EXERCISE DIRECTIONS – Treat the line with "Can you see the green" as the starting point. Write it out and every line after it through the end of the listing below, exactly.

SOURCE MATERIAL –
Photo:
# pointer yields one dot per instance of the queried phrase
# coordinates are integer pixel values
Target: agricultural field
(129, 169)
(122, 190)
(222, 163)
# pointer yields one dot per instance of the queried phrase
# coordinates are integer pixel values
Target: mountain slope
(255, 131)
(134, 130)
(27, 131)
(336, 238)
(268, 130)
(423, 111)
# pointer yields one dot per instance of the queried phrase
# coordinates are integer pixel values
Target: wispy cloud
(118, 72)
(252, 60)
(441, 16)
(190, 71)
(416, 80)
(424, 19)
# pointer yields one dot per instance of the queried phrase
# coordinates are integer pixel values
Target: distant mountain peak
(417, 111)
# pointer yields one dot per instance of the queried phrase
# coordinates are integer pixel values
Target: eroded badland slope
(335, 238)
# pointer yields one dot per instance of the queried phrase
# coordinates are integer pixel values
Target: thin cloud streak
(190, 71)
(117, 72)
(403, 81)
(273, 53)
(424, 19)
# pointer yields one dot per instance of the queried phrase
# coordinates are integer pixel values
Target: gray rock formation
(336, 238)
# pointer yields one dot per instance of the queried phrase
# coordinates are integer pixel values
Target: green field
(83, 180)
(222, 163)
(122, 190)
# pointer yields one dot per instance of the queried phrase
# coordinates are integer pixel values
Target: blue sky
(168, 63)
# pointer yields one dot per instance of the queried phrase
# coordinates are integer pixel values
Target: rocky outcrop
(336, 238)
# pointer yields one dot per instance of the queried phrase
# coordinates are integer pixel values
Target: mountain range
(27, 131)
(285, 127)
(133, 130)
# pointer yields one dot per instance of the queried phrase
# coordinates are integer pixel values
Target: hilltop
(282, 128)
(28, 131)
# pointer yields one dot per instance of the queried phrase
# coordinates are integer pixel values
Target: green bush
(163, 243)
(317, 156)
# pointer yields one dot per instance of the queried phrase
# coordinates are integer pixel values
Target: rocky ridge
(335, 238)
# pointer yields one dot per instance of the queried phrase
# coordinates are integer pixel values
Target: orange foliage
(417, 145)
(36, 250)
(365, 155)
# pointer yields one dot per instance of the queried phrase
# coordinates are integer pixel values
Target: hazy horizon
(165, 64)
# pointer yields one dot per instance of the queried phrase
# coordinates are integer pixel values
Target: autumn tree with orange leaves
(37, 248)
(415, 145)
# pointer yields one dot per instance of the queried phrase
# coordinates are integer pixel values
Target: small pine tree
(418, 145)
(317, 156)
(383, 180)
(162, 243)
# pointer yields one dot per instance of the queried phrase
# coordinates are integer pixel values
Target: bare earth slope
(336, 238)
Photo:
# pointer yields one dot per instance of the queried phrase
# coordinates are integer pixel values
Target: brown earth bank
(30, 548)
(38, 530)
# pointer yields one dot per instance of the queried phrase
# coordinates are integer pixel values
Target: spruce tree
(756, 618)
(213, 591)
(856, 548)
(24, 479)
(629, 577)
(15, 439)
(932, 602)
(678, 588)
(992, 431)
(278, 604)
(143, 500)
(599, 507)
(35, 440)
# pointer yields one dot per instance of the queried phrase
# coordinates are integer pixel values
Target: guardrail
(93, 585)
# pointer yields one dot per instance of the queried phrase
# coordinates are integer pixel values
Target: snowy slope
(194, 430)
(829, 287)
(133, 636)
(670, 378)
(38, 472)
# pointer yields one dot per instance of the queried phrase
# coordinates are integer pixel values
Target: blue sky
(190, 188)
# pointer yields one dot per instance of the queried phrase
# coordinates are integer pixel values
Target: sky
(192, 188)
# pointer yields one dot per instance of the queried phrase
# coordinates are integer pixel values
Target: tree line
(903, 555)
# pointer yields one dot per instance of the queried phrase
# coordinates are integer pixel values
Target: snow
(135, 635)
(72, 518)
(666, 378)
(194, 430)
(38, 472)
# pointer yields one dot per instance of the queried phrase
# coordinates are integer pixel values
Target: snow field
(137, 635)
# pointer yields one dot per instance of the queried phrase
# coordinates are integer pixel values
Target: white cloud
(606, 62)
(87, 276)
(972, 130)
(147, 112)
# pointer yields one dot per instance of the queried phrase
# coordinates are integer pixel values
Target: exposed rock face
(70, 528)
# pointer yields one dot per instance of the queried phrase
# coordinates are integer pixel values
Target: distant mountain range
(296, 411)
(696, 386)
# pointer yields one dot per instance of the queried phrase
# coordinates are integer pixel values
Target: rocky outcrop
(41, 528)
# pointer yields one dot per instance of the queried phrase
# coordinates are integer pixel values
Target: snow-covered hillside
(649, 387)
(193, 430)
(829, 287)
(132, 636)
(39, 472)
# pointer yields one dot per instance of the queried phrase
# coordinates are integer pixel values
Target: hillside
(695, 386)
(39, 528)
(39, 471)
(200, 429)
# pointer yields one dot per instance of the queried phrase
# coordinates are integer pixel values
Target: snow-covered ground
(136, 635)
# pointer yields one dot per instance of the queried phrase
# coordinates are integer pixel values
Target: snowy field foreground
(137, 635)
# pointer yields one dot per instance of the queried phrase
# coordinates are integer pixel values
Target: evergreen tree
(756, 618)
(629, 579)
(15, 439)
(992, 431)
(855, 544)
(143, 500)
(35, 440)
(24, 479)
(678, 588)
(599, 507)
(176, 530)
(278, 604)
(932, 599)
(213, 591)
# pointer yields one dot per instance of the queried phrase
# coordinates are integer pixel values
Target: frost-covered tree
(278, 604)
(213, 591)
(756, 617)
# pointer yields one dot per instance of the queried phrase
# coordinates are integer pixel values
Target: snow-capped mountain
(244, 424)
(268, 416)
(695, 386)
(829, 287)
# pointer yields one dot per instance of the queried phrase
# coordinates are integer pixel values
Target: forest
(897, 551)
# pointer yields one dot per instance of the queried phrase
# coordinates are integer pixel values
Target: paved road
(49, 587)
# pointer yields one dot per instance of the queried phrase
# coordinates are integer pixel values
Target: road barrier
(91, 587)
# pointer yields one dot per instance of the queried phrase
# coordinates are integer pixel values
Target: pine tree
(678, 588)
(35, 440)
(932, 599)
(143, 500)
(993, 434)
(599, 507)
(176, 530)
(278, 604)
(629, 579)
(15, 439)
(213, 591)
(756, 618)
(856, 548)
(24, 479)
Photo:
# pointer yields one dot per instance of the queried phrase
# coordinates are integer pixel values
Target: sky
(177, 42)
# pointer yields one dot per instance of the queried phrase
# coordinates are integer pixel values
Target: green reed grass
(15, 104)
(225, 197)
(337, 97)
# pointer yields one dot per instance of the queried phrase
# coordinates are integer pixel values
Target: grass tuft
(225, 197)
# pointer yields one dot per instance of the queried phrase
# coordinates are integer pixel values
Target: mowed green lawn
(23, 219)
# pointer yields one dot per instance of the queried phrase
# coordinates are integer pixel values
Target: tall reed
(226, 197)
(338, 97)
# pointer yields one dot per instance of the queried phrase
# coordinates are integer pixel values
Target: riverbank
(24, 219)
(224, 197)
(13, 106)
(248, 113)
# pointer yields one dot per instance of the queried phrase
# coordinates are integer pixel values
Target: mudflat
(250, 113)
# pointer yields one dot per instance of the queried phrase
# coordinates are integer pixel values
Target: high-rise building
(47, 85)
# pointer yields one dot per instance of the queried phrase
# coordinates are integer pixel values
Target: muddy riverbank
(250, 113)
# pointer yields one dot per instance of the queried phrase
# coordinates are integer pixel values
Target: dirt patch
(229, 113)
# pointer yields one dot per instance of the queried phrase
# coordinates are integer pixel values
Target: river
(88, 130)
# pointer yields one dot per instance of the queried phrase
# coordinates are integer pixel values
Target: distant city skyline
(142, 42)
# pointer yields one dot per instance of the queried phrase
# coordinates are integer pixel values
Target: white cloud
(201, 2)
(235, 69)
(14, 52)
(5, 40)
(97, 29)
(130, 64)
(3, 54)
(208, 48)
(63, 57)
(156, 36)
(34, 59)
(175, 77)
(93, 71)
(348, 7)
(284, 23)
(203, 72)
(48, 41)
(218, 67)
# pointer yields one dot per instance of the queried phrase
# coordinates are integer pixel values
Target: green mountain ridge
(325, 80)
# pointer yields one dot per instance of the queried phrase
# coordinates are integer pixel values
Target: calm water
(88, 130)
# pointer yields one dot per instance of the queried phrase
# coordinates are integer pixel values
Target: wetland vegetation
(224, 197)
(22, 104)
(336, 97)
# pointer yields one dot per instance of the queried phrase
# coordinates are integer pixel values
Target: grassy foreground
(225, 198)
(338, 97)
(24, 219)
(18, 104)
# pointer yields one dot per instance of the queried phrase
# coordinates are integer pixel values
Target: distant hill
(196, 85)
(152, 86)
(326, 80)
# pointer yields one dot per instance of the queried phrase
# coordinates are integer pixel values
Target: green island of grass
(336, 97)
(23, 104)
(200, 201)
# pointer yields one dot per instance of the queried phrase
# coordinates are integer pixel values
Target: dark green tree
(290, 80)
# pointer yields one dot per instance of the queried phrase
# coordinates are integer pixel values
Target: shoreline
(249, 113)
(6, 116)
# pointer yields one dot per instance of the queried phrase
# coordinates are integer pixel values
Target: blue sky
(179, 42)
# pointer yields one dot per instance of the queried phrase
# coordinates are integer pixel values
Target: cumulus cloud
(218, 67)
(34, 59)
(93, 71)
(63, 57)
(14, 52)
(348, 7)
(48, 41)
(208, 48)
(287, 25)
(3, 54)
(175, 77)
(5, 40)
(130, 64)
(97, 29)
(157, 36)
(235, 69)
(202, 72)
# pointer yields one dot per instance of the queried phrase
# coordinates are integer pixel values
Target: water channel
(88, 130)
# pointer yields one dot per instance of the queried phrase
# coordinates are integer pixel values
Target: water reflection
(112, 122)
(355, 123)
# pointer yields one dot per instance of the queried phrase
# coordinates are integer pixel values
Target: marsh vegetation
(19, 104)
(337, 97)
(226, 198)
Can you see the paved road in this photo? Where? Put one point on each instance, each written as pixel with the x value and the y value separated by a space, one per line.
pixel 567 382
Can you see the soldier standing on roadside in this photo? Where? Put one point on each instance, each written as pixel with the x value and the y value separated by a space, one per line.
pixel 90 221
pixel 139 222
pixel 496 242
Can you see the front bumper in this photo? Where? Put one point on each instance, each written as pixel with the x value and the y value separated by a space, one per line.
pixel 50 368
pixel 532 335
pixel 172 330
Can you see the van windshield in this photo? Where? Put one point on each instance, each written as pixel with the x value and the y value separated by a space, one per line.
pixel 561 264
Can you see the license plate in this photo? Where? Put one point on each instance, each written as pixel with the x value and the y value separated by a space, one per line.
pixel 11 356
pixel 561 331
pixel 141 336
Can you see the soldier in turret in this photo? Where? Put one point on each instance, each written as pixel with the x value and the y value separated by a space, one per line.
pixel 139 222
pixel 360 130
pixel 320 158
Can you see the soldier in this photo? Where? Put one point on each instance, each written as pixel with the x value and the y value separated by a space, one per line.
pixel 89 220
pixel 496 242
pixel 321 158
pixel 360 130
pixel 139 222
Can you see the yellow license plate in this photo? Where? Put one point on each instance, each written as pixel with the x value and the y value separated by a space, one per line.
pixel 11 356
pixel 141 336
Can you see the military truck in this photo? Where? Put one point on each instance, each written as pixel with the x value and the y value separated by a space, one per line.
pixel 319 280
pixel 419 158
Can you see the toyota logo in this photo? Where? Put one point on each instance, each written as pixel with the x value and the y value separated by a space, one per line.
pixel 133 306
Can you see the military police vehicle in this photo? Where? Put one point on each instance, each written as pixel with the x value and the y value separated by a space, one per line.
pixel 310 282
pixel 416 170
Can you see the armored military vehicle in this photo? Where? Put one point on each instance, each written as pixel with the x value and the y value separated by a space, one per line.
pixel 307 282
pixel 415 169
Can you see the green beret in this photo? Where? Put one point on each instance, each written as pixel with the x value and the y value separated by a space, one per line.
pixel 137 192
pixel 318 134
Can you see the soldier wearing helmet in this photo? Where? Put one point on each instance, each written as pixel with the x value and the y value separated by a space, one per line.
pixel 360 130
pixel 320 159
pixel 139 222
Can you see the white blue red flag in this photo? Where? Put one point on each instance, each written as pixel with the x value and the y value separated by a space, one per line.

OUTPUT OF THE TASK –
Can you see the green beret in this photo? Where? Put one point on each instance, each written as pixel with the x value and the y value separated by a space, one per line.
pixel 137 192
pixel 318 134
Can you see the soldier wearing helmet in this photo? Where? Put one point on each instance, each written as pixel with the x value and the y value separated by a space, one per line.
pixel 360 130
pixel 320 159
pixel 139 222
Can you see the white blue red flag in this photo? Where? Put one point on each instance, each written as pixel with the x value and the y value separated by a space, one per line.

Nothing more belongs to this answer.